-------- Document passage --------

The convoy weaves its way through the rubble when suddenly it comes under fire.
Bullets slam into the APC’s armour as the Kenyan police shoot back with their assault rifles through gun ports in the vehicle’s walls.
After nearly an hour of back-and-forth gunfire, the convoy moves on.
But it is not long before there are signs of more horrific gang violence. A human body burns in the middle of the street.
One of the Kenyan police in our APC says he suspects it was a gang member cornered and killed by a rival group, his body set alight to send a gruesome warning.
The Kenyan officers on our patrol are by now well accustomed to seeing this sort of brutality on the streets of Port-au-Prince, but they also tell us they are exhausted.
Four hundred officers arrived in June – but they are hugely outnumbered. In July, Haiti’s government estimated there were 12,000 armed gang members in the country.
The Kenyans were promised additional personnel. When the UN authorised the mission, a force of 2,500 was envisioned, but that support, which was supposed to arrive in November, has yet to materialise.
Despite the situation, the force’s leadership remains optimistic. Commander Godfrey Otunge is under pressure from the Kenyan government to make a success of this mission.
The mission commander says there is “overwhelming support” for the MSS in Haiti.

-------- Source data --------

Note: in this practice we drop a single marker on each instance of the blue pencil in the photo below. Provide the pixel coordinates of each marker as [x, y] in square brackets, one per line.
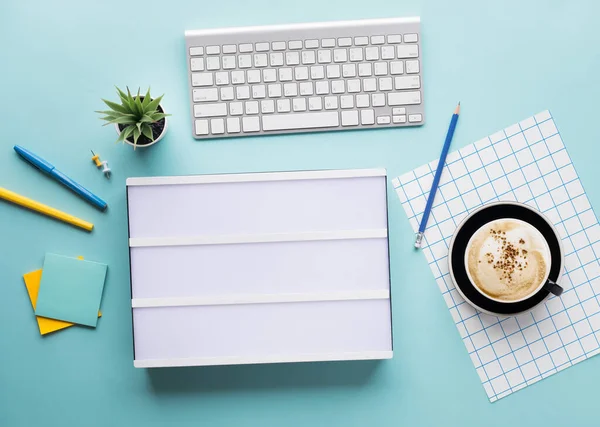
[436, 179]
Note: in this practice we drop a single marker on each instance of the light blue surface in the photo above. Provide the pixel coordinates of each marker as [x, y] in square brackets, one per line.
[503, 60]
[71, 289]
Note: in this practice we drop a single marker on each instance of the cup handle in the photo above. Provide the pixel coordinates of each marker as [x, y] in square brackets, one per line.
[553, 287]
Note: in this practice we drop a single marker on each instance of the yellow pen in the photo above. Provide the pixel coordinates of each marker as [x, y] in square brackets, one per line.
[44, 209]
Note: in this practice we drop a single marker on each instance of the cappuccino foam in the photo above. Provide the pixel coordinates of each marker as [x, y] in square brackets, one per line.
[508, 259]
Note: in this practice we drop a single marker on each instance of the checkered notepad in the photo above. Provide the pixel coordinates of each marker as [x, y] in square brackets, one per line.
[526, 162]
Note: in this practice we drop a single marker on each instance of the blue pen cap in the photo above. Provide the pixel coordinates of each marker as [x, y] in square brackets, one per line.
[33, 159]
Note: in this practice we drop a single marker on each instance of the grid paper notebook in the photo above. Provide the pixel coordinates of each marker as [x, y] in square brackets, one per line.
[526, 162]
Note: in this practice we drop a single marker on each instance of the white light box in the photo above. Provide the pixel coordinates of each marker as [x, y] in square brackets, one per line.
[259, 268]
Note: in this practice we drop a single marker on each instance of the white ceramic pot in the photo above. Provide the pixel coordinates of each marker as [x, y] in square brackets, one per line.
[152, 143]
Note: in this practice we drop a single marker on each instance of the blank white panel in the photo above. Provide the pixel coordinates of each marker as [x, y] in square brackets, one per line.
[257, 330]
[257, 207]
[260, 268]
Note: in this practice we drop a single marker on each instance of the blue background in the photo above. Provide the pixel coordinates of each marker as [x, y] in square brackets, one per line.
[504, 60]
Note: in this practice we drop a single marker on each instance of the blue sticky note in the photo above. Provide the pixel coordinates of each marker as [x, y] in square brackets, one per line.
[71, 289]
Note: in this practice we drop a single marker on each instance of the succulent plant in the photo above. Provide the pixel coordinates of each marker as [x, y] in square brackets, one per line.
[135, 113]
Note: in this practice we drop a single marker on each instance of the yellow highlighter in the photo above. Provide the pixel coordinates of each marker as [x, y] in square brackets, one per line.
[44, 209]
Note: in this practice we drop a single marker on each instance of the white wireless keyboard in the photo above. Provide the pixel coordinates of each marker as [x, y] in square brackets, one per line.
[305, 77]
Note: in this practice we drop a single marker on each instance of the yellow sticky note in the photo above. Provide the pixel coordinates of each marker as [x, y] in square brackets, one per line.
[46, 325]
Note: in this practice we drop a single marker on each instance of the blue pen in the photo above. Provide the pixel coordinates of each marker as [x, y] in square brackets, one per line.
[49, 169]
[436, 179]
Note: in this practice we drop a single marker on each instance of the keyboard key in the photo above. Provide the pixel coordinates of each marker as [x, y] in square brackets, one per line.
[202, 79]
[222, 78]
[340, 55]
[315, 103]
[258, 91]
[412, 67]
[377, 39]
[236, 108]
[306, 88]
[378, 100]
[338, 86]
[362, 100]
[331, 103]
[233, 125]
[295, 44]
[283, 105]
[292, 58]
[267, 106]
[347, 101]
[367, 117]
[308, 57]
[252, 107]
[301, 121]
[361, 41]
[238, 77]
[228, 62]
[301, 73]
[311, 44]
[299, 104]
[317, 72]
[411, 38]
[404, 98]
[356, 54]
[245, 48]
[381, 68]
[370, 85]
[394, 38]
[242, 92]
[365, 69]
[290, 89]
[408, 82]
[322, 87]
[260, 59]
[201, 127]
[276, 59]
[245, 61]
[353, 85]
[388, 52]
[396, 67]
[197, 64]
[350, 118]
[229, 48]
[285, 74]
[213, 50]
[385, 83]
[195, 51]
[274, 90]
[407, 51]
[213, 63]
[324, 56]
[333, 71]
[349, 70]
[253, 76]
[226, 93]
[251, 124]
[205, 95]
[269, 75]
[210, 110]
[262, 47]
[217, 126]
[278, 45]
[372, 53]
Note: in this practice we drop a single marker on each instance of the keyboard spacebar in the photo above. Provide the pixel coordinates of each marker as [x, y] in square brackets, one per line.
[301, 121]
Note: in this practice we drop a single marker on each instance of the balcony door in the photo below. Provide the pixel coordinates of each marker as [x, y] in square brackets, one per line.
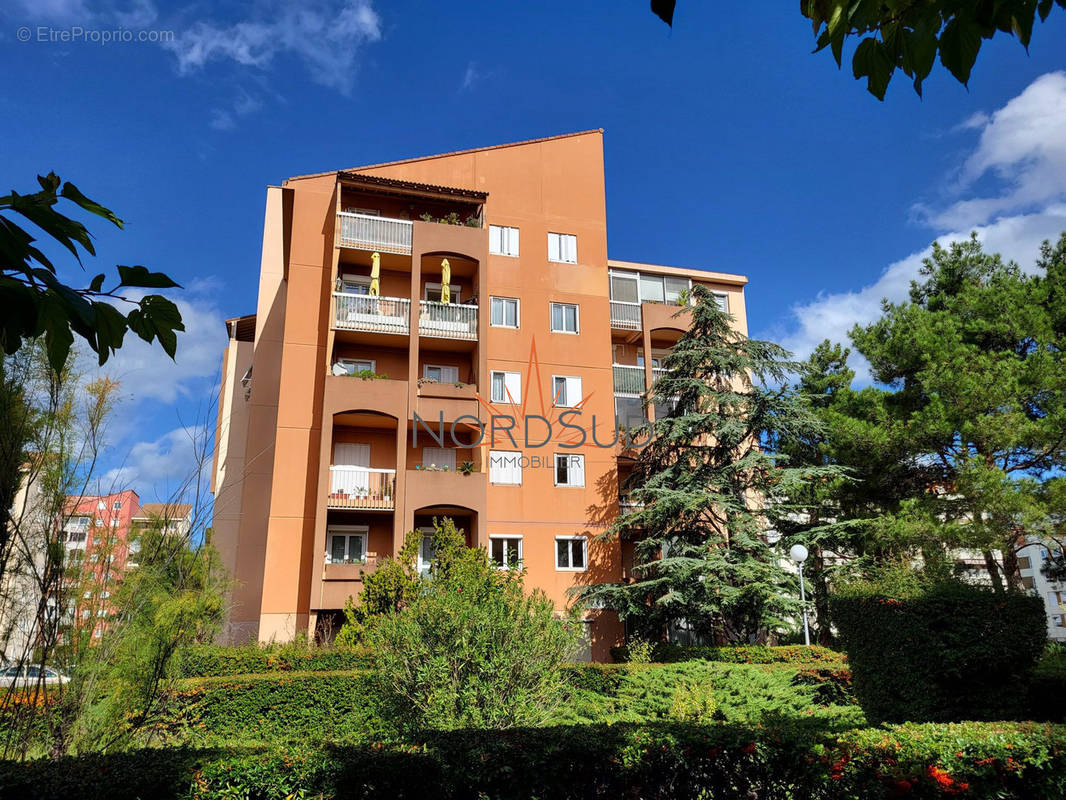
[352, 465]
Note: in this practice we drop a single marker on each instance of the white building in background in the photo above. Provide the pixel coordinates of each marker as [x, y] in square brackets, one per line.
[1031, 560]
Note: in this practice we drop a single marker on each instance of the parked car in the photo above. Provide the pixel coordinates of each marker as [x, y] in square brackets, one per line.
[30, 675]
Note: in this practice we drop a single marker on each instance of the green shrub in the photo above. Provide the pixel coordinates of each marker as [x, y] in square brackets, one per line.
[939, 652]
[289, 707]
[742, 693]
[473, 649]
[659, 762]
[743, 654]
[206, 660]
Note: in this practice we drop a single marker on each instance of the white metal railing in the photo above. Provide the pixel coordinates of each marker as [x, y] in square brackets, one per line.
[628, 379]
[361, 488]
[625, 315]
[366, 232]
[367, 313]
[448, 320]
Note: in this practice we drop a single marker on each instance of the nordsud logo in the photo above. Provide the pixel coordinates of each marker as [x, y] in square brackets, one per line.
[512, 425]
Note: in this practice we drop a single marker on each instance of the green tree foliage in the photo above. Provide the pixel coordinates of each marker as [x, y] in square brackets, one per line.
[472, 649]
[707, 482]
[174, 597]
[975, 365]
[34, 302]
[907, 35]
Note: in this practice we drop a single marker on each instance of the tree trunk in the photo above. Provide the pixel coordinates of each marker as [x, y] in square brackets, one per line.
[994, 571]
[1011, 565]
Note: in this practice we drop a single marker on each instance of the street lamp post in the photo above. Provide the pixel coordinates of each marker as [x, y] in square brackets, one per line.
[798, 554]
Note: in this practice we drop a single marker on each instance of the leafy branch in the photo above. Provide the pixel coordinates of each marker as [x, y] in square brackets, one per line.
[34, 302]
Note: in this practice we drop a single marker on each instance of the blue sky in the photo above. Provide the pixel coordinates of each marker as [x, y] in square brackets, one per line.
[728, 146]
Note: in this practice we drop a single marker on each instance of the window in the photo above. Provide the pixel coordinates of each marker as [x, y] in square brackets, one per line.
[438, 457]
[348, 545]
[440, 373]
[628, 411]
[564, 318]
[433, 292]
[506, 552]
[674, 287]
[353, 366]
[569, 469]
[502, 240]
[503, 312]
[651, 289]
[426, 550]
[570, 553]
[563, 248]
[624, 288]
[565, 392]
[505, 467]
[506, 387]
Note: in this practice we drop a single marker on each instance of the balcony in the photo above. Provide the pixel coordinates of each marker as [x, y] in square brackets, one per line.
[625, 316]
[448, 320]
[628, 380]
[366, 232]
[374, 315]
[361, 488]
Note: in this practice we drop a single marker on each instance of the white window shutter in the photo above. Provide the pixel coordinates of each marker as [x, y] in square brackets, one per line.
[572, 392]
[578, 470]
[513, 382]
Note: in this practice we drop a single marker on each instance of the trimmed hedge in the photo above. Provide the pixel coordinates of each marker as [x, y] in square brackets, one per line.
[796, 654]
[208, 660]
[942, 653]
[653, 762]
[297, 707]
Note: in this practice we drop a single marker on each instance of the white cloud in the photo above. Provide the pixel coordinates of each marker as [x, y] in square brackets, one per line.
[470, 77]
[830, 316]
[145, 372]
[166, 468]
[226, 118]
[1022, 148]
[1023, 145]
[326, 35]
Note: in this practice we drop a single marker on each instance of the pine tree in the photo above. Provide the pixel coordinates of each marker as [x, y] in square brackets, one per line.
[707, 485]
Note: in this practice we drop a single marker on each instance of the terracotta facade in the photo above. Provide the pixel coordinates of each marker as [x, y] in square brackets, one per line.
[321, 473]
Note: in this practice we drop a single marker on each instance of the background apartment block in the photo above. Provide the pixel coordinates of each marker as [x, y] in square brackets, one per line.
[449, 288]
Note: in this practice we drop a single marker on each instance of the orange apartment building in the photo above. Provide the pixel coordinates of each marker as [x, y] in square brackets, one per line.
[469, 294]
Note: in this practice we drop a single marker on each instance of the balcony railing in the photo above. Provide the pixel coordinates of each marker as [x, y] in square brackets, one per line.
[448, 320]
[361, 488]
[628, 380]
[365, 232]
[625, 316]
[366, 313]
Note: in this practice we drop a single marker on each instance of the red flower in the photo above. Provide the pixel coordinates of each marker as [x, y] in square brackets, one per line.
[941, 777]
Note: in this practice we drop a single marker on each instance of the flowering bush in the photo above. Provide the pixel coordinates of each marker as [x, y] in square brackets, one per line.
[657, 762]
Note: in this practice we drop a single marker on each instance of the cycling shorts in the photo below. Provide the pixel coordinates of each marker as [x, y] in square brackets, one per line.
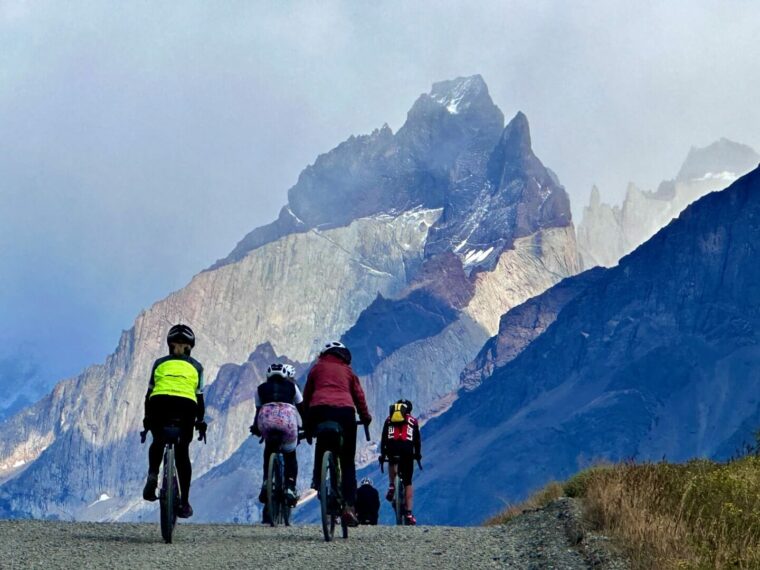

--------

For each statement below, say whether the passage on the Kenyan police mission in Haiti agrees with it, answering yes or no and quoting the deciding words of the passage.
1. Four hundred Kenyan officers arrived in June.
2. The additional personnel promised to the Kenyans arrived in November.
3. In July, Haiti's government estimated there were 2,500 armed gang members in the country.

▸ Response box:
1. Yes: "Four hundred officers arrived in June"
2. No: "that support, which was supposed to arrive in November, has yet to materialise"
3. No: "In July, Haiti’s government estimated there were 12,000 armed gang members in the country"